Records drawn from a dataset:

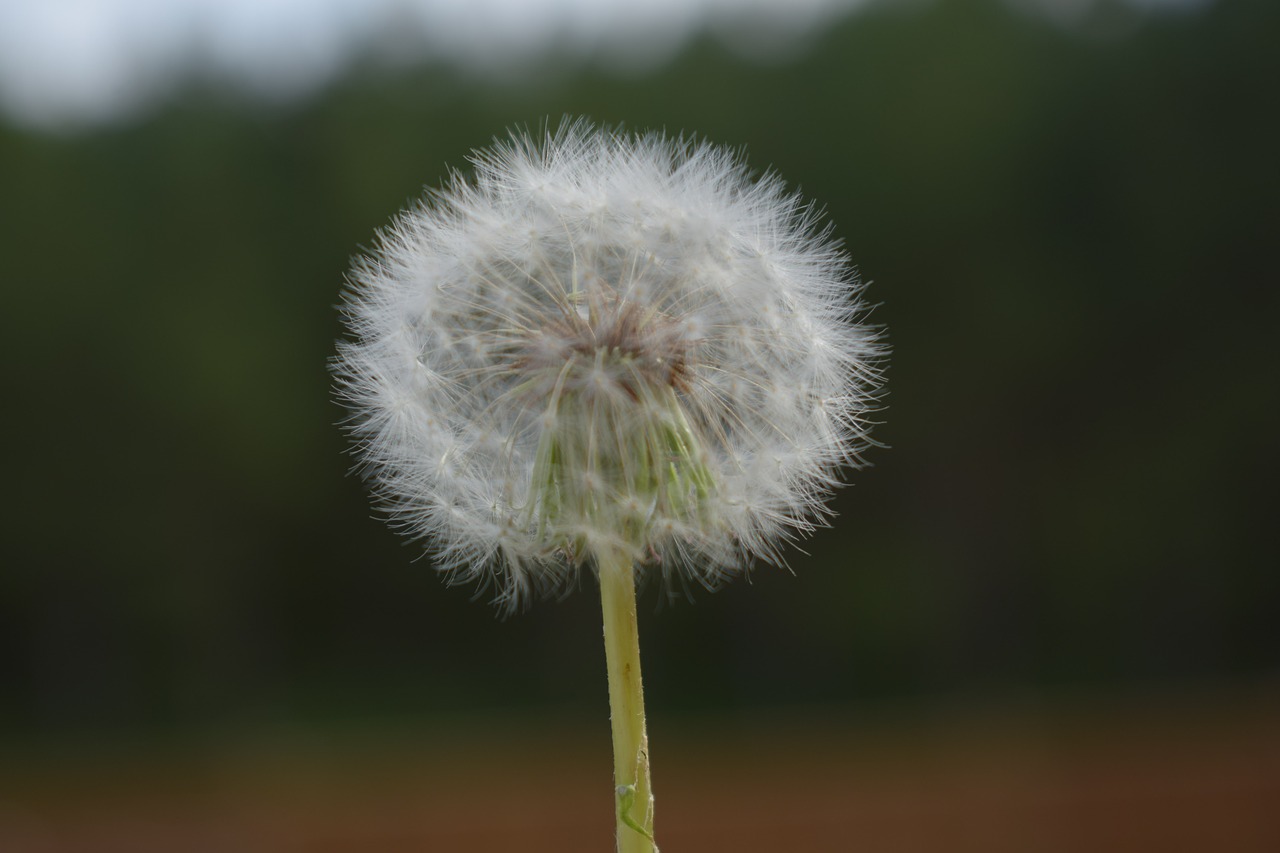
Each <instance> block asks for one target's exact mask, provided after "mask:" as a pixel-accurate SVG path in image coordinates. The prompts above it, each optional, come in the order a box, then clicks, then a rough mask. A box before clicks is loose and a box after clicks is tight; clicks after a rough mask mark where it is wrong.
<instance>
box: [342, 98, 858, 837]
mask: <svg viewBox="0 0 1280 853" xmlns="http://www.w3.org/2000/svg"><path fill="white" fill-rule="evenodd" d="M472 163H474V167H475V174H474V177H472V178H471V179H470V181H467V179H466V178H463V177H460V175H457V174H454V175H453V177H452V179H451V182H449V183H448V186H447V187H445V188H444V190H440V191H438V192H433V193H430V195H429V196H428V199H425V200H424V201H422V202H421V204H419V205H417V206H415V207H412V209H411V210H407V211H404V213H402V214H401V215H399V216H398V218H397V219H396V220H394V222H393V223H392V225H390V227H389V228H388V229H385V231H384V232H383V233H381V234H380V238H379V242H378V246H376V247H375V250H374V251H371V252H370V254H369V255H367V256H365V257H361V259H358V260H357V261H356V264H355V266H353V270H352V273H351V277H349V280H351V291H349V293H348V296H347V306H346V313H347V321H348V327H349V329H351V332H352V336H353V339H352V341H349V342H343V343H342V345H339V347H340V352H339V359H338V361H337V374H338V377H339V383H340V391H339V393H340V396H342V397H343V400H344V401H346V402H347V403H348V405H349V407H351V409H352V420H351V424H349V428H351V432H352V434H353V435H355V438H356V441H357V447H358V452H360V455H361V457H362V460H364V464H365V466H366V471H367V474H369V476H370V479H371V483H372V487H374V489H375V492H376V493H378V494H379V496H380V497H381V498H383V501H384V503H385V506H387V508H388V511H389V512H390V515H392V517H393V520H394V523H396V524H398V525H401V526H403V528H404V529H406V530H407V532H408V533H411V534H415V535H420V537H425V538H428V539H429V542H430V543H431V544H433V547H434V551H435V560H436V565H438V566H439V567H440V570H442V571H443V573H444V574H445V575H447V576H448V579H449V580H452V581H479V583H480V584H489V583H492V584H493V585H494V588H495V589H497V599H498V601H499V602H500V603H502V605H504V606H508V607H509V606H513V605H516V603H518V602H521V601H524V599H526V598H527V597H529V594H530V593H538V592H544V590H548V589H557V588H562V587H563V585H564V584H566V583H572V581H573V580H575V579H576V578H577V576H579V574H580V570H581V569H582V567H586V569H589V570H590V571H593V573H594V574H595V575H596V576H598V578H599V583H600V590H602V598H603V608H604V622H605V651H607V662H608V670H609V684H611V707H612V715H613V734H614V753H616V770H614V772H616V784H617V803H618V844H620V849H621V850H627V852H630V850H652V849H655V848H654V847H653V800H652V794H650V790H649V771H648V743H646V738H645V733H644V712H643V695H641V692H640V678H639V674H640V670H639V648H637V644H636V640H635V637H636V633H635V631H636V628H635V625H636V619H635V573H636V571H637V570H640V571H648V570H657V571H660V573H662V574H664V575H668V576H685V578H692V579H696V580H698V581H700V583H703V584H707V585H714V584H717V583H719V581H721V580H722V579H724V578H727V576H730V575H732V574H733V573H736V571H739V570H741V569H742V567H744V566H748V565H750V562H751V561H753V560H764V561H773V562H776V561H778V560H780V558H781V556H780V546H781V544H782V543H785V542H786V540H788V539H791V538H794V537H796V535H799V534H804V533H808V532H810V530H812V529H813V528H814V526H815V525H817V524H819V523H822V521H823V520H826V519H827V517H828V510H827V507H826V498H827V496H828V494H829V492H831V489H832V488H833V487H835V485H836V484H837V479H836V478H837V474H838V470H840V469H841V467H844V466H850V465H856V464H858V462H859V452H860V451H861V450H863V448H864V447H865V446H867V444H868V441H869V439H868V434H867V430H868V421H867V414H868V411H870V409H872V406H873V403H874V400H876V392H877V389H878V387H879V373H878V366H879V362H881V359H882V355H883V352H882V347H881V345H879V343H878V341H877V333H876V330H874V329H872V328H869V327H867V325H861V324H859V319H860V318H861V315H863V314H864V313H865V310H864V306H863V305H861V302H860V301H859V292H860V286H859V283H858V280H856V278H855V277H854V274H852V270H851V269H850V266H849V263H847V260H846V257H845V256H844V254H842V252H841V251H840V248H838V247H837V245H836V242H835V241H833V240H832V238H831V236H829V233H828V231H827V229H826V228H823V227H820V224H819V216H818V214H817V213H815V211H814V209H813V207H812V206H810V205H808V204H806V202H805V201H804V200H801V199H800V197H799V196H796V195H794V193H791V192H788V191H787V190H786V188H785V187H783V184H782V183H781V181H780V179H778V178H777V177H774V175H765V177H763V178H759V179H755V178H754V177H753V174H751V173H750V172H749V170H748V168H746V167H745V165H744V163H742V161H741V158H740V156H737V155H736V154H735V152H732V151H730V150H726V149H721V147H714V146H709V145H704V143H698V142H694V141H690V140H686V138H681V140H669V138H667V137H663V136H660V134H649V136H627V134H622V133H620V132H609V131H602V129H596V128H594V127H591V126H590V124H586V123H582V122H579V123H570V124H566V126H563V127H562V128H561V129H559V131H557V132H553V133H549V134H548V136H547V137H545V138H544V140H543V141H541V142H536V141H534V140H532V138H531V137H529V136H527V134H522V133H513V134H512V136H511V138H509V140H507V141H503V142H498V143H495V145H494V146H493V147H492V149H489V150H486V151H480V152H476V154H475V155H474V159H472Z"/></svg>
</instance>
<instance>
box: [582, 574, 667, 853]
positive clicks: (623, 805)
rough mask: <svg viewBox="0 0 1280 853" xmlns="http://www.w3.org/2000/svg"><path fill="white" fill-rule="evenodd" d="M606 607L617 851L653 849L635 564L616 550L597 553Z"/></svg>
mask: <svg viewBox="0 0 1280 853" xmlns="http://www.w3.org/2000/svg"><path fill="white" fill-rule="evenodd" d="M596 564H598V567H599V573H600V603H602V606H603V611H604V658H605V663H607V666H608V671H609V720H611V722H612V727H613V784H614V785H616V790H614V795H616V802H617V825H618V829H617V831H618V847H617V850H618V853H657V850H658V847H657V845H655V844H654V843H653V790H652V788H650V784H649V735H648V733H646V731H645V724H644V686H643V685H641V683H640V634H639V630H637V622H636V585H635V567H634V566H632V564H631V561H630V558H628V557H626V556H625V555H622V553H620V552H617V551H614V552H611V553H602V555H596Z"/></svg>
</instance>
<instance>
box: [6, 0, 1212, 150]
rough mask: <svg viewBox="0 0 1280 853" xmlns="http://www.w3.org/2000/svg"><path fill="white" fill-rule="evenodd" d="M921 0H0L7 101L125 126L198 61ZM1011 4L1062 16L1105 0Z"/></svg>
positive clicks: (832, 9)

- Aim of the exercise -
Report every line of the data above that contains the string "positive" by copying it in full.

- Response -
positive clicks: (623, 805)
positive clicks: (832, 9)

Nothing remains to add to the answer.